Les premières municipales libres de Tunisie ont été marquées par une forte abstention dimanche, les Tunisiens se disant démobilisés par les difficultés économiques et politiques, lors d’un vote jugé crucial pour enraciner la démocratie dans l’unique pays rescapé du Printemps arabe.

Le taux de participation à ce scrutin proportionnel à un tour, qui s’est déroulé sans incident majeur, n’a atteint que 33,7% au niveau national, et seulement 26% à Tunis, selon l’instance en charge des élections, l’Isie. « Le plus important pour nous, c’est que les élections municipales ont eu lieu, c’est un moment historique pour la Tunisie », a déclaré à l’AFP Mohamed Tlili Mansri, président de l’Isie. Pour l’abstention, « nous ferons mieux la prochaine fois ». « Ce haut taux d’abstention signifie que les partis sont faibles », estimait pour sa part l’analyste politique Youssef Cherif. « Ces dernières années, ils se sont livrés à des combines entre politiciens sans programme d’envergure, et cela n’intéresse pas les citoyens ».

■ ■ ■

- **Consigne**:
Recopiez le texte sur les municipales tunisiennes à partir de « Les premières municipales » et jusqu'à « du Printemps arabe. », en substituant « samedi » à « dimanche ».

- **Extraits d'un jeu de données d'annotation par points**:
■ ■ ■

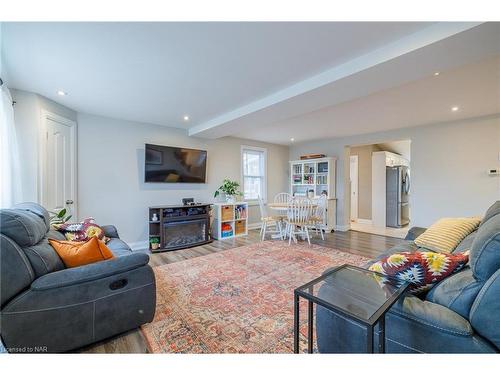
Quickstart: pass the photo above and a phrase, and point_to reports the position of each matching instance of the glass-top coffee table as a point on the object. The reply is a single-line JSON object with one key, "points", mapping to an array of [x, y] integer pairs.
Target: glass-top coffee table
{"points": [[353, 292]]}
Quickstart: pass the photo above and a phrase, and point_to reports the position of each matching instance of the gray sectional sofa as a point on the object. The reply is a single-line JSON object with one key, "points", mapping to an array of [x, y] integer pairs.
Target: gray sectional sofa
{"points": [[45, 307], [460, 314]]}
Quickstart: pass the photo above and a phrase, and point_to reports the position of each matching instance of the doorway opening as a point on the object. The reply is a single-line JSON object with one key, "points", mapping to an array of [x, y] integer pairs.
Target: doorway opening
{"points": [[380, 187]]}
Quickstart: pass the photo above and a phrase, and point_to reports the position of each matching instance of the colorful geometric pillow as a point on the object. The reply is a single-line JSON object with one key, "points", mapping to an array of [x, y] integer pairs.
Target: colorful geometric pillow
{"points": [[421, 269], [81, 231]]}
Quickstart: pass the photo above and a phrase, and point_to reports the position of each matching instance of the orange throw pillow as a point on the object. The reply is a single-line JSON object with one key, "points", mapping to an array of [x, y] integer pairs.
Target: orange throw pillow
{"points": [[75, 254]]}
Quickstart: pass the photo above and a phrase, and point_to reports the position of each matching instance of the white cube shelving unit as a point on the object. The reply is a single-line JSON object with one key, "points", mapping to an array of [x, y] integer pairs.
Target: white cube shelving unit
{"points": [[230, 220]]}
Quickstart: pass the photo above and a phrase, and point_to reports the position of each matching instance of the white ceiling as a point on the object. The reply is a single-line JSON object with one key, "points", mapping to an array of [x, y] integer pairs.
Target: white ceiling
{"points": [[402, 148], [474, 88], [157, 72], [268, 81]]}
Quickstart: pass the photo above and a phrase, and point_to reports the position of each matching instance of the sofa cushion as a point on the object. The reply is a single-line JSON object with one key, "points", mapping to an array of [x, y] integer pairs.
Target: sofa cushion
{"points": [[35, 208], [445, 234], [466, 243], [406, 246], [75, 254], [24, 227], [43, 258], [494, 210], [16, 273], [457, 292], [421, 269], [485, 250]]}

■ ■ ■

- **Résultat**:
Les premières municipales libres de Tunisie ont été marquées par une forte abstention samedi, les Tunisiens se disant démobilisés par les difficultés économiques et politiques, lors d’un vote jugé crucial pour enraciner la démocratie dans l’unique pays rescapé du Printemps arabe.